[Material supplied]:

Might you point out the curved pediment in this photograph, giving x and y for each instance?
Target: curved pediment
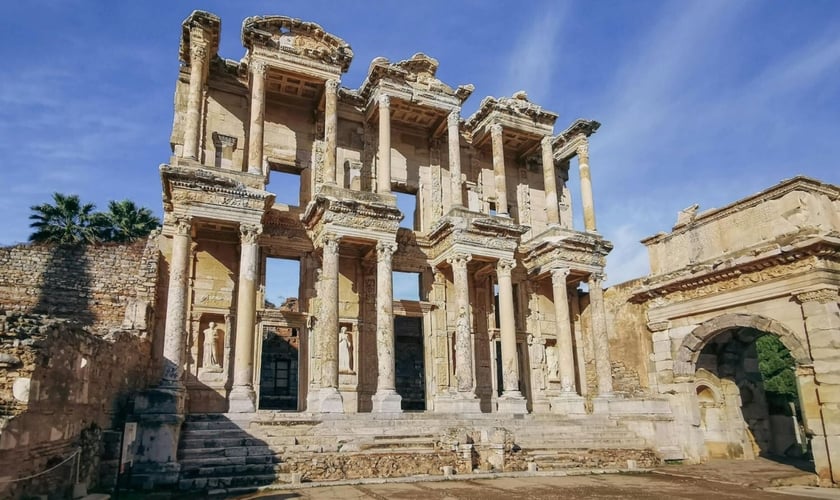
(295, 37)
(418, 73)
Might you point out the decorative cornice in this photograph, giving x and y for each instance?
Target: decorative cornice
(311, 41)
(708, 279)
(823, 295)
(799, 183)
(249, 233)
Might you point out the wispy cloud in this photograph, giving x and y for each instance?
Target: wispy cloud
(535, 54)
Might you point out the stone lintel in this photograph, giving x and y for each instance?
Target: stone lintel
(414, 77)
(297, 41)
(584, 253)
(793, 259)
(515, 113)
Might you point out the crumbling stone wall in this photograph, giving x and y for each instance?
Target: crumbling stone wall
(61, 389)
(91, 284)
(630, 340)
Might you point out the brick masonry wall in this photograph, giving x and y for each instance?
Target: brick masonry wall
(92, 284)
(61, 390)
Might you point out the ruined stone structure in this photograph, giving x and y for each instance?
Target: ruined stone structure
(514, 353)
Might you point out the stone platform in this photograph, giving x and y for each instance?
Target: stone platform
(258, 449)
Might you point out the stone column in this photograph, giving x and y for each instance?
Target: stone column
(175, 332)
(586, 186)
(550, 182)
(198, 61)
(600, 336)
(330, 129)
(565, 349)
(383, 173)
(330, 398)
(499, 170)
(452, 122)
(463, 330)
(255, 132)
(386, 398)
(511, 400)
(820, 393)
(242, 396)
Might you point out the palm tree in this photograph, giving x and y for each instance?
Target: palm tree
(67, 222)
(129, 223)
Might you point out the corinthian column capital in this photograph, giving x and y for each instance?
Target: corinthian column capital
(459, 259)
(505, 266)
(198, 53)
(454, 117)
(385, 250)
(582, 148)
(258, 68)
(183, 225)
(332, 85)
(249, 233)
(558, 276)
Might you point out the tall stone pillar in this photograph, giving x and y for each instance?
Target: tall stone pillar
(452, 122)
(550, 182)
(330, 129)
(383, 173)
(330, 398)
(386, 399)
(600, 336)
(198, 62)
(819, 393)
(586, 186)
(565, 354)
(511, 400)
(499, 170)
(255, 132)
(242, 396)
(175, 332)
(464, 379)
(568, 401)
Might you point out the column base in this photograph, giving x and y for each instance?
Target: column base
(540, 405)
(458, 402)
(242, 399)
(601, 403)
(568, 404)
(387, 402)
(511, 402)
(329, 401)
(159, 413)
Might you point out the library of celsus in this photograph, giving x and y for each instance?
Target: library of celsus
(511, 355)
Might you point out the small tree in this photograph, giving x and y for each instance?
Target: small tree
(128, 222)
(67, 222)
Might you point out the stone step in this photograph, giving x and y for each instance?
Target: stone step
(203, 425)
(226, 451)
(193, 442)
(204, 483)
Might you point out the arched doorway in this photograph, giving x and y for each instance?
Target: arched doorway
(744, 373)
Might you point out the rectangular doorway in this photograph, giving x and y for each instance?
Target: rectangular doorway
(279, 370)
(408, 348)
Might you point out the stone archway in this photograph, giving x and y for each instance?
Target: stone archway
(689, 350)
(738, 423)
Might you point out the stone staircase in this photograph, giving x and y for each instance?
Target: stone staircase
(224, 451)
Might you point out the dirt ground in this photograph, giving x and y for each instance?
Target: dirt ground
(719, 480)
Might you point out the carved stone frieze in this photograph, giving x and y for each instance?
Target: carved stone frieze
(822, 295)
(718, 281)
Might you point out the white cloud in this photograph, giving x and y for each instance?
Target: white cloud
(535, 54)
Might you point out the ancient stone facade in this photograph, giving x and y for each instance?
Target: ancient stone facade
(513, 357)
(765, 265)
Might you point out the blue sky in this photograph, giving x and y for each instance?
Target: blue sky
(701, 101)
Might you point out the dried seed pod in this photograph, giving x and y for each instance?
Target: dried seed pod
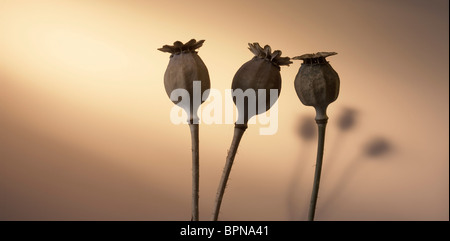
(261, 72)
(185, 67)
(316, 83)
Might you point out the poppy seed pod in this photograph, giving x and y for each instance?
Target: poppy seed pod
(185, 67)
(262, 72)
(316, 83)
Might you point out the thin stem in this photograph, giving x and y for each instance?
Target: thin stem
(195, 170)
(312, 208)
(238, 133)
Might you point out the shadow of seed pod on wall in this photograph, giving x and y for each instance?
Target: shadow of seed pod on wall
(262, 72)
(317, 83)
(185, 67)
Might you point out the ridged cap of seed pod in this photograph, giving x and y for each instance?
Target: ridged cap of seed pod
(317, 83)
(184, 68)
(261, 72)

[Prompt]: Retype, word for word, only the lines from the line with "Might you point out the stone staircase" to the final line of the listing above; the pictures do not belong in the copy.

[Result of this task]:
Might you point out the stone staircase in this photograph, giving x and y for each instance?
Target: stone staircase
(224, 451)
Might you point out the dirt ground in this photograph, giving x and y for each instance?
Target: dirt ground
(719, 480)
Might you point out the carved stone frieze in this photograph, giving x and y for each instance?
Target: carved stone frieze
(822, 295)
(718, 281)
Might you point out the white cloud in this photograph, giving x and y for each instance?
Target: white cloud
(535, 54)
Might you point out the ancient stone facade in this photograph, giving x and y for each instance?
Target: ancient stone facade
(513, 357)
(765, 265)
Might you point out the blue sky in this photograph, giving x and y for each instance?
Target: blue sky
(701, 101)
Might you point out the dried seed pod in this photograph, giving x and y for each instance?
Target: dried seed pod
(261, 72)
(185, 67)
(316, 83)
Might you point out the poppy seed pod in this photograph, giving x and y for each instance?
Target: poppy seed pod
(185, 67)
(262, 72)
(316, 83)
Might you point out the thin stem in this photograph, giving x and y for each instance?
Target: thin stem
(195, 170)
(312, 208)
(238, 133)
Might you point out the shadow of seed pod on wall in this photograph, giving x and y for each instance?
Target: shadow of seed pod on wall
(262, 72)
(317, 83)
(185, 67)
Might you point out the ridged cap of seed pod in this photograph, giving x and y for each instance?
Target: ridged cap of seed pod
(317, 83)
(184, 68)
(261, 72)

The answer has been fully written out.